> [DOCUMENT]:
The Fund for Peace is pleased to present the ninth edition of our Index which rates 178 countries based on their susceptibility to destabilization.
But before we talk more deeply about the index or our findings, it is important to be clear on what we mean when we talk about state failure.
State failure, or state collapse as some refer to it, constitutes: the state’s loss of control of its territory, or that the state no longer has a monopoly on the legitimate use of physical force within its borders; the erosion of the state’s legitimate authority to make collective decisions; the inability of the state to provide adequate public services; and the state’s inability to interact with other states as a full member of the international community.
In essence, a failed nation is characterized by social, political, and/or economic failure.
So why do failed states matter?
No state is an island. Well, obviously some states are literally islands, but geopolitically, every nation is interconnected, such that the pressures on one state can have serious effects not only at home, but abroad as well.
State failure matters to the individual state for fairly obvious reasons. State failure can lead to poverty, famine and insecurity for its population, and very likely, internal conflict and strife.

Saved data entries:
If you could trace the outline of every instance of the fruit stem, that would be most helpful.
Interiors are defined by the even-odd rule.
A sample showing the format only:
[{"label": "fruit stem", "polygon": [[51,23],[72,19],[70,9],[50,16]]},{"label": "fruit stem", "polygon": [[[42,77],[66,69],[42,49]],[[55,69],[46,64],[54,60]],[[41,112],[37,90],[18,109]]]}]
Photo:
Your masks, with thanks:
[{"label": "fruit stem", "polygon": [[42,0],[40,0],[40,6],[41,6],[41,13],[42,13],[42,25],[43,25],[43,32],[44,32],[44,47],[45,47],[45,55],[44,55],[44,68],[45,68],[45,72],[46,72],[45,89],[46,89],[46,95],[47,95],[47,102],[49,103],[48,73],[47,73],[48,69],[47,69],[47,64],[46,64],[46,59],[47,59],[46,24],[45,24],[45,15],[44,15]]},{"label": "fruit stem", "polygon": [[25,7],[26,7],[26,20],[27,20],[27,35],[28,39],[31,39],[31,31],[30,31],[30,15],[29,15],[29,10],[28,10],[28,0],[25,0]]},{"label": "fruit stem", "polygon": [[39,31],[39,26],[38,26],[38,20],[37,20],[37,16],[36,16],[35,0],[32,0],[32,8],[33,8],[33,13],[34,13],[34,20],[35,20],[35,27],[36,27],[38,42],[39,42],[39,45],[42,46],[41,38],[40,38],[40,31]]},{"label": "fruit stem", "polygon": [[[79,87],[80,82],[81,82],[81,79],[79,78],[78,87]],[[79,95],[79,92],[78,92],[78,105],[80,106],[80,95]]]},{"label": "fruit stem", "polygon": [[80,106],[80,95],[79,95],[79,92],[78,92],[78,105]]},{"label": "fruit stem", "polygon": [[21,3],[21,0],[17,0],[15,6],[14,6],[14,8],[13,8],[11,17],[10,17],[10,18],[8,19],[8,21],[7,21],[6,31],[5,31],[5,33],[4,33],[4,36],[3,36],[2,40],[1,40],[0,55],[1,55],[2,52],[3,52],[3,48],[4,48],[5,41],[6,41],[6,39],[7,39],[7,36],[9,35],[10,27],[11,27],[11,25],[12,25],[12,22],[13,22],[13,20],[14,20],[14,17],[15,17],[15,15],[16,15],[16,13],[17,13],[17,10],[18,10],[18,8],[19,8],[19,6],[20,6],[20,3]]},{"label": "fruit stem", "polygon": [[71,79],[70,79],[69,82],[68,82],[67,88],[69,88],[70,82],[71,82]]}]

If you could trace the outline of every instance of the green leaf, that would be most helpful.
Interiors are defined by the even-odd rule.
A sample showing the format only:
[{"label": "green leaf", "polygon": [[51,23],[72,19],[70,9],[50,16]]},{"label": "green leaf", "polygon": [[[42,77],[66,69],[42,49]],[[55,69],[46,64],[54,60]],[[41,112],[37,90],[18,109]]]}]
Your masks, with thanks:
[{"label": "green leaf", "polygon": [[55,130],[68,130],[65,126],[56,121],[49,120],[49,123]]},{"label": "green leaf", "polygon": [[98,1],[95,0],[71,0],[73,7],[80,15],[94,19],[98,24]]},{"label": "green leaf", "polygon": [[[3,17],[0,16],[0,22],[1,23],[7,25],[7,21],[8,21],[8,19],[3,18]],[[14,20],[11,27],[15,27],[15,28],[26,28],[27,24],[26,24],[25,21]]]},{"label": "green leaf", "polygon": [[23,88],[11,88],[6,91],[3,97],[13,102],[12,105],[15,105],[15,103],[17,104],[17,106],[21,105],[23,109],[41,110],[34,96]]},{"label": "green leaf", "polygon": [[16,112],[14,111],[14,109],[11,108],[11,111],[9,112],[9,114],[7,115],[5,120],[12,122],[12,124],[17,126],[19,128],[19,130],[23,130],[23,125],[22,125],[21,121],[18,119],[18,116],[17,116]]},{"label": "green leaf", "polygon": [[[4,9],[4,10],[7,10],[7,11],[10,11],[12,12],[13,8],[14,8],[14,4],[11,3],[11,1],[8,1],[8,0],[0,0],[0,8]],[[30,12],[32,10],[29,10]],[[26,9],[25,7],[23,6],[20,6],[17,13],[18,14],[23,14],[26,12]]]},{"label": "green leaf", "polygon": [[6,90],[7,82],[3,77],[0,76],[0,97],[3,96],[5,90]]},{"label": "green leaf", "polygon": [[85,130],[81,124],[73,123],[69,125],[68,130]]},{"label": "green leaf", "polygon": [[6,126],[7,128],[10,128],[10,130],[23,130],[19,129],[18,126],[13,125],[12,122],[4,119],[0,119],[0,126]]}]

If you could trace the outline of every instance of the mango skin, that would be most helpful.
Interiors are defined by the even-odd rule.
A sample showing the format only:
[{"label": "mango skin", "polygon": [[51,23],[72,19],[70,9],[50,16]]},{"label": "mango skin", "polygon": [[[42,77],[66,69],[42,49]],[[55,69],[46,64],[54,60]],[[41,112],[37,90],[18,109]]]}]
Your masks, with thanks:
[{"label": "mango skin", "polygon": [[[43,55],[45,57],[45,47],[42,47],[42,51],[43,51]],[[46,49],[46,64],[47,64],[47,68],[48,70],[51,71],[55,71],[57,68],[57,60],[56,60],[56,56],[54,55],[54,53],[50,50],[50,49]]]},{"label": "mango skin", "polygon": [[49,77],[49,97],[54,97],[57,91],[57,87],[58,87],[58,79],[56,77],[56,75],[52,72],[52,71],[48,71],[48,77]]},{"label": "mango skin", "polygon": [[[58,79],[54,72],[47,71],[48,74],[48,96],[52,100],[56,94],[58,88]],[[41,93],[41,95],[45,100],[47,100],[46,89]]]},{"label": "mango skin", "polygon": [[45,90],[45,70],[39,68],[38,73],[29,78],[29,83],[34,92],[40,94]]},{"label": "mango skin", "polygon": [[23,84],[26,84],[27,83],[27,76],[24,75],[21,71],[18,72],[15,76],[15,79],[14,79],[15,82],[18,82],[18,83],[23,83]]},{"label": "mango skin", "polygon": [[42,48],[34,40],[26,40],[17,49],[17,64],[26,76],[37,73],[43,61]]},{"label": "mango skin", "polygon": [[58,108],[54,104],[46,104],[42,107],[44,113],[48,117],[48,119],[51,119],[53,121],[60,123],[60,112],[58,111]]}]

---

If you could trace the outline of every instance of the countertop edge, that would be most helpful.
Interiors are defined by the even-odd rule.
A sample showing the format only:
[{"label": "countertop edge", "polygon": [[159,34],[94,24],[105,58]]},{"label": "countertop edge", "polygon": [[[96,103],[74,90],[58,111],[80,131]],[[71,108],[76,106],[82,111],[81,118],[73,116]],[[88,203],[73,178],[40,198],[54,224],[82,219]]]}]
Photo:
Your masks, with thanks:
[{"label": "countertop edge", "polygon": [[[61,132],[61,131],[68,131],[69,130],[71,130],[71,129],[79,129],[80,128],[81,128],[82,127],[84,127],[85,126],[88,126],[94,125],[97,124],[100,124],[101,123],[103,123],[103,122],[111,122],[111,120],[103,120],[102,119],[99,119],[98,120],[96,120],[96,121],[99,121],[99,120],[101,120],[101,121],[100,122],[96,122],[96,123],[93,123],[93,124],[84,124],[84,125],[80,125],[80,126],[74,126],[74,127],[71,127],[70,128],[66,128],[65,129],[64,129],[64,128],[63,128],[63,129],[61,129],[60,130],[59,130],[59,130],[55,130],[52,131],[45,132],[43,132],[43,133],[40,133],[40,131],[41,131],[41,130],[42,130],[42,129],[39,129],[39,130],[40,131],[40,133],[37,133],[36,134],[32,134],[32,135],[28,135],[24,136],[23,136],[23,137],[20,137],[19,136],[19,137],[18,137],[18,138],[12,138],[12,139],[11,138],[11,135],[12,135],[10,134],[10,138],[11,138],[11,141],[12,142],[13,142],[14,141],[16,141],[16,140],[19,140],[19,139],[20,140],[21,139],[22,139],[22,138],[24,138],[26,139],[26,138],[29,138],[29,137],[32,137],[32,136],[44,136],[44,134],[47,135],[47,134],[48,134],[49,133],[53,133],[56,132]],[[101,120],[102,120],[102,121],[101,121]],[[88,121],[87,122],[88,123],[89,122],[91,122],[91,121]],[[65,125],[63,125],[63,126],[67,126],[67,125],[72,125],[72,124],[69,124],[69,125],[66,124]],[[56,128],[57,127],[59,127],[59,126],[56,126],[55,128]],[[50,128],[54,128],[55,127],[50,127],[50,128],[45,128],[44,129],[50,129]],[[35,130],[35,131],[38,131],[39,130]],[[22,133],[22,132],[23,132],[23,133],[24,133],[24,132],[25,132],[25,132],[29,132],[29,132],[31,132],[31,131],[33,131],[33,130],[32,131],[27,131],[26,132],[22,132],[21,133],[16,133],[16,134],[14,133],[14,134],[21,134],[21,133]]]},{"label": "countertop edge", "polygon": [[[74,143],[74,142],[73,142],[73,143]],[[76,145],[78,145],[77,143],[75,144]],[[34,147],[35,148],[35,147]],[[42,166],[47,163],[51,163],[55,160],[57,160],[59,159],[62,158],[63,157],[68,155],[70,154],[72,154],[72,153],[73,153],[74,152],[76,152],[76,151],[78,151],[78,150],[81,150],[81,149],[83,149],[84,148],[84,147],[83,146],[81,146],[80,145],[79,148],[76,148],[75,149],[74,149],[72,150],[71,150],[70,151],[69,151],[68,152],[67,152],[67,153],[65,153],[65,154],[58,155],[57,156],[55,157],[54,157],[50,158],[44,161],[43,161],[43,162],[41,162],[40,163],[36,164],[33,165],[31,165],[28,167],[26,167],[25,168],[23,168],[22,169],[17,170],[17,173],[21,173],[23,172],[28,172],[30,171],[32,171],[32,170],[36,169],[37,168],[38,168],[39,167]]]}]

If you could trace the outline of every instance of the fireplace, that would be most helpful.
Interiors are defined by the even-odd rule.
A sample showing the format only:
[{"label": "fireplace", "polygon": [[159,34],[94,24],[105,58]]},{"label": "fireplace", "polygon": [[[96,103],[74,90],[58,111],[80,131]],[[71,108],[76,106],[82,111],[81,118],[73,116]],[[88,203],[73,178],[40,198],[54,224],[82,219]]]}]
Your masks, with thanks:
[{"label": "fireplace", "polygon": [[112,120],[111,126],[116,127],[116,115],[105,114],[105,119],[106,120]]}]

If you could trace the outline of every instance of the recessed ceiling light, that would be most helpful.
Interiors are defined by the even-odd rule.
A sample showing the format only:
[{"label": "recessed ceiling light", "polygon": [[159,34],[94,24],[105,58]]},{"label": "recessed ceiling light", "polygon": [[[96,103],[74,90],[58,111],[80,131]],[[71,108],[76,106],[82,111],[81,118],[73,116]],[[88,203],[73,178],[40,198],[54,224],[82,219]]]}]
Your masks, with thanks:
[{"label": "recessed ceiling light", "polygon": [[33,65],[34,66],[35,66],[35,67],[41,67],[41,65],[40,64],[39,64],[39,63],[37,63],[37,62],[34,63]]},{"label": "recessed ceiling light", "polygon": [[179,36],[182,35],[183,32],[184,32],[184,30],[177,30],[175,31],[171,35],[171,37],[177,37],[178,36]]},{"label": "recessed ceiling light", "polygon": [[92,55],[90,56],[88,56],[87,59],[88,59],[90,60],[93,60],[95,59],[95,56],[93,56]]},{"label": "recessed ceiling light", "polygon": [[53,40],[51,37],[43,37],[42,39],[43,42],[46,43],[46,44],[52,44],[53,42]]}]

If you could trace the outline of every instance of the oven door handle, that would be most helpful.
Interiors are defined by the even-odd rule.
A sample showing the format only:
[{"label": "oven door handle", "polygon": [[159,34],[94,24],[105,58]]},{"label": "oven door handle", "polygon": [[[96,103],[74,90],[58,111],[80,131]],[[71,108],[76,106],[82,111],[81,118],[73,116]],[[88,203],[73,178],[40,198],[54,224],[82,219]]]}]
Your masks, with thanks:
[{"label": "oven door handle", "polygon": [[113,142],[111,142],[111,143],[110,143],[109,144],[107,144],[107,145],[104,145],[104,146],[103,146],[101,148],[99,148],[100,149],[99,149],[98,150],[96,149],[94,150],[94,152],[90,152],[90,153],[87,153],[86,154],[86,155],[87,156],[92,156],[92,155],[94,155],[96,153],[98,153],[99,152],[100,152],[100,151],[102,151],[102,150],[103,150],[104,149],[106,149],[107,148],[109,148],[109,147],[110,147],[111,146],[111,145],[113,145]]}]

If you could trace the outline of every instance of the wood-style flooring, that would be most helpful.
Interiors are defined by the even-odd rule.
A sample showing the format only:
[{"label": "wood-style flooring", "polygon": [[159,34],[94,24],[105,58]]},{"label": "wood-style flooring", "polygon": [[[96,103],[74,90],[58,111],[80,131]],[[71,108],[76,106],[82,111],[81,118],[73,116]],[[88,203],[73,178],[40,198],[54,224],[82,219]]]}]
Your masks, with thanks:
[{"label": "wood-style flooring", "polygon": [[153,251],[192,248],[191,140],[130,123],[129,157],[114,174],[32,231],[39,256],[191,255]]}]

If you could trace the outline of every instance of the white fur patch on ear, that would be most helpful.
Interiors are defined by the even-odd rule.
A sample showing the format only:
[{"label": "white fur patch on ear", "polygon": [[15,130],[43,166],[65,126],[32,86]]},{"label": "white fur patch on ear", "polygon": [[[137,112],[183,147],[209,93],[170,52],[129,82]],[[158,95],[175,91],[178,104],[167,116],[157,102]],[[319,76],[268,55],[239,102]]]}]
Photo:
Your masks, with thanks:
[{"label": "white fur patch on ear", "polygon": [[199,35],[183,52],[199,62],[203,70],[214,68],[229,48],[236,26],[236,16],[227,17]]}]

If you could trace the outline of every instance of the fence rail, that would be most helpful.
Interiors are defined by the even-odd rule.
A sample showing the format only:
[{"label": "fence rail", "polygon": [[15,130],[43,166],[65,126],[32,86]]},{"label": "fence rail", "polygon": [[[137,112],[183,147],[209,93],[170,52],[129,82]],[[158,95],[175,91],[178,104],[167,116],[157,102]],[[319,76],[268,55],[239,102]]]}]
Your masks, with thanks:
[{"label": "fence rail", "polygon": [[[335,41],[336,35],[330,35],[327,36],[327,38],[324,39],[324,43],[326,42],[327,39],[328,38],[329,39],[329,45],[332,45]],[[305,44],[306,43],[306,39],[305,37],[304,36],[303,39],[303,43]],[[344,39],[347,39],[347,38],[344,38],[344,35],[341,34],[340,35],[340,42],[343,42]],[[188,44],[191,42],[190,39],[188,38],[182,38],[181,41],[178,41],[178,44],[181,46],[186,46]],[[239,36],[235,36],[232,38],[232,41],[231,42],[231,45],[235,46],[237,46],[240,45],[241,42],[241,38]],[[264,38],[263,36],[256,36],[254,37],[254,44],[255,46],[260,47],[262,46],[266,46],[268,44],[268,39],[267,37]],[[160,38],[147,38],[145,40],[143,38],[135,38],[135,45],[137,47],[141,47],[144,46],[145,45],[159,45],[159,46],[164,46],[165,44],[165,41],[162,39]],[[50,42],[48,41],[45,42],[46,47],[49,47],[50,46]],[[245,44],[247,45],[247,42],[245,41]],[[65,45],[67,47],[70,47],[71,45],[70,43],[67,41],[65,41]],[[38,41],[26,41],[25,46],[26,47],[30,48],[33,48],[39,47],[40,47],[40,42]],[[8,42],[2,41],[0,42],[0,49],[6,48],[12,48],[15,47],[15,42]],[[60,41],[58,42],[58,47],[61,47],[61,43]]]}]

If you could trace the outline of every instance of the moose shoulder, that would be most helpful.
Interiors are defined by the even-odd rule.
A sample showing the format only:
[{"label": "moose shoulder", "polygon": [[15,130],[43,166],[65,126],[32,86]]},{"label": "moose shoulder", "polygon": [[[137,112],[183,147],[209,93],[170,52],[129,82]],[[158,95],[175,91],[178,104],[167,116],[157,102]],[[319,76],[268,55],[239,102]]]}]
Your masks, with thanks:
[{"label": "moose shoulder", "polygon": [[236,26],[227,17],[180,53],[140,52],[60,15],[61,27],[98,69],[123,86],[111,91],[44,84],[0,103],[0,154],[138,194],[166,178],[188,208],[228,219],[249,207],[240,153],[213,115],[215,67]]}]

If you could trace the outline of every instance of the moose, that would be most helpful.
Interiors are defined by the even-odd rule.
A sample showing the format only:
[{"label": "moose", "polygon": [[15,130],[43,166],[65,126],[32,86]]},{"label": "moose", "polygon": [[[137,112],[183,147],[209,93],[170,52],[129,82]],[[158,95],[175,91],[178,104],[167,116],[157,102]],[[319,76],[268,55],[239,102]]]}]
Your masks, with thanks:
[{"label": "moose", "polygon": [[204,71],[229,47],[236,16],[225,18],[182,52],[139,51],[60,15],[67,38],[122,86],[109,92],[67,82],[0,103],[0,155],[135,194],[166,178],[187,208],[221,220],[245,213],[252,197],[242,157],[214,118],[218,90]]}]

* * *

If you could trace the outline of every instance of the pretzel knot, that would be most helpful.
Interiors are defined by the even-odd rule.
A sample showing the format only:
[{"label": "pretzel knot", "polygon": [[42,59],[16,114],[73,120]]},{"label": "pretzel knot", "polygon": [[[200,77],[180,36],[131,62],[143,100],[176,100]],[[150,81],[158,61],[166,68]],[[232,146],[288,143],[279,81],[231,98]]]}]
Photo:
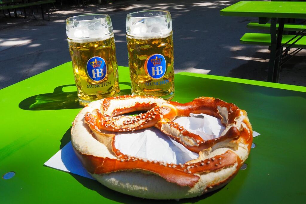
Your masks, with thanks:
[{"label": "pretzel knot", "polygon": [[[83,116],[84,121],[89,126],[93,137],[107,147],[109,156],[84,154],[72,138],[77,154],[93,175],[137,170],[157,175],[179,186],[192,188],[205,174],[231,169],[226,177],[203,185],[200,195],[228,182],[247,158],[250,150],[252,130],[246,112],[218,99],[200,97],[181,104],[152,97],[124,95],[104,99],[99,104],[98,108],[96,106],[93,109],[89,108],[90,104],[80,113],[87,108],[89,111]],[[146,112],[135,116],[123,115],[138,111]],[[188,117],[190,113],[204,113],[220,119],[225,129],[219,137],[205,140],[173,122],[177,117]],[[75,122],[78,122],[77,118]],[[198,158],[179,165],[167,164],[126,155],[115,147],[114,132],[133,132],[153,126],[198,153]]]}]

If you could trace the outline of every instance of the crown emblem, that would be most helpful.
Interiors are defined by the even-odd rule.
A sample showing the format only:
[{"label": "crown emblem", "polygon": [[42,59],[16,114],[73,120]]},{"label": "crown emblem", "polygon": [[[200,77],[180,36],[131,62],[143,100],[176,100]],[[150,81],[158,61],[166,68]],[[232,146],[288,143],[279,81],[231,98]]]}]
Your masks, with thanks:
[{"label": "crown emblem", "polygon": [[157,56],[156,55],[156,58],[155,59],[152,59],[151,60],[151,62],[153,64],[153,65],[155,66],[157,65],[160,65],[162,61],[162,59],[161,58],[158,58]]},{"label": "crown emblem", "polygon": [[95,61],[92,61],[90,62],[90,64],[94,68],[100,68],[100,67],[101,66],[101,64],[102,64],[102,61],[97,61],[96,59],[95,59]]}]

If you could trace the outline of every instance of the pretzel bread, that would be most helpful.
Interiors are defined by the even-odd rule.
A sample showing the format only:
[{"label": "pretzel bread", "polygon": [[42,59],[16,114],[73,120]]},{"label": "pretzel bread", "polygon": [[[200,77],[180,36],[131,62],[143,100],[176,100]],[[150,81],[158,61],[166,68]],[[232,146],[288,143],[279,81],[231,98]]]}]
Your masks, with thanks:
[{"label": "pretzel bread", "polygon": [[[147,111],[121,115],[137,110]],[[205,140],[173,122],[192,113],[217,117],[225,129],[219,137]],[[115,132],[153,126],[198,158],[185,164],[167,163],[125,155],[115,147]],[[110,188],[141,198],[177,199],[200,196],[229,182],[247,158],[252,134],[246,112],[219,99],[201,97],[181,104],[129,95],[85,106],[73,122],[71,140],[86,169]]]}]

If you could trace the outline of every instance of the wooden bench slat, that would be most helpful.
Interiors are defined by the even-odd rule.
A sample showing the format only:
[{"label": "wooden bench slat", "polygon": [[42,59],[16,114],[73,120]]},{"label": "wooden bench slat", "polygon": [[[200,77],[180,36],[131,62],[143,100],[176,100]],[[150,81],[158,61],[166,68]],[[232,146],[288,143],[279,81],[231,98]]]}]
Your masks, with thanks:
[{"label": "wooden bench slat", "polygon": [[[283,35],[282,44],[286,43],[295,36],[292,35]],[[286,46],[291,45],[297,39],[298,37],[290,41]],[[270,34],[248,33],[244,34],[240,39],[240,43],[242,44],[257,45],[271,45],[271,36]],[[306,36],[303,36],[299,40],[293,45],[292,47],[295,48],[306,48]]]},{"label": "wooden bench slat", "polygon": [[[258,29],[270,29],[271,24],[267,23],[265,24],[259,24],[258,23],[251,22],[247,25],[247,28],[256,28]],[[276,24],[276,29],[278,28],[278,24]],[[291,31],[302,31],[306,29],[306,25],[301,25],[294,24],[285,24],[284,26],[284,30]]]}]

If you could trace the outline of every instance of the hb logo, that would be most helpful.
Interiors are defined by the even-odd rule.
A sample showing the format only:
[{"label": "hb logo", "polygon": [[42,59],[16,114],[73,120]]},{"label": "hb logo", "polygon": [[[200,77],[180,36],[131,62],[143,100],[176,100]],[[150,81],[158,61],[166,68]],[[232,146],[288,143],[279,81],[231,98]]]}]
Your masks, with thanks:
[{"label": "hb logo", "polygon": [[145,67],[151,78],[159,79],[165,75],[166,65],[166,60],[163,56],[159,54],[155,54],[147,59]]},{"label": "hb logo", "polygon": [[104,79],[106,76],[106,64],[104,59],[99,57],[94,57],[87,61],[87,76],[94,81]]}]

> [GIVEN EXERCISE]: Reproduce the passage on state failure word for word, starting at "State failure, or" and ending at "the international community.". The lines above play no part in what comes next.

> [SOLUTION BELOW]:
State failure, or state collapse as some refer to it, constitutes: the state’s loss of control of its territory, or that the state no longer has a monopoly on the legitimate use of physical force within its borders; the erosion of the state’s legitimate authority to make collective decisions; the inability of the state to provide adequate public services; and the state’s inability to interact with other states as a full member of the international community.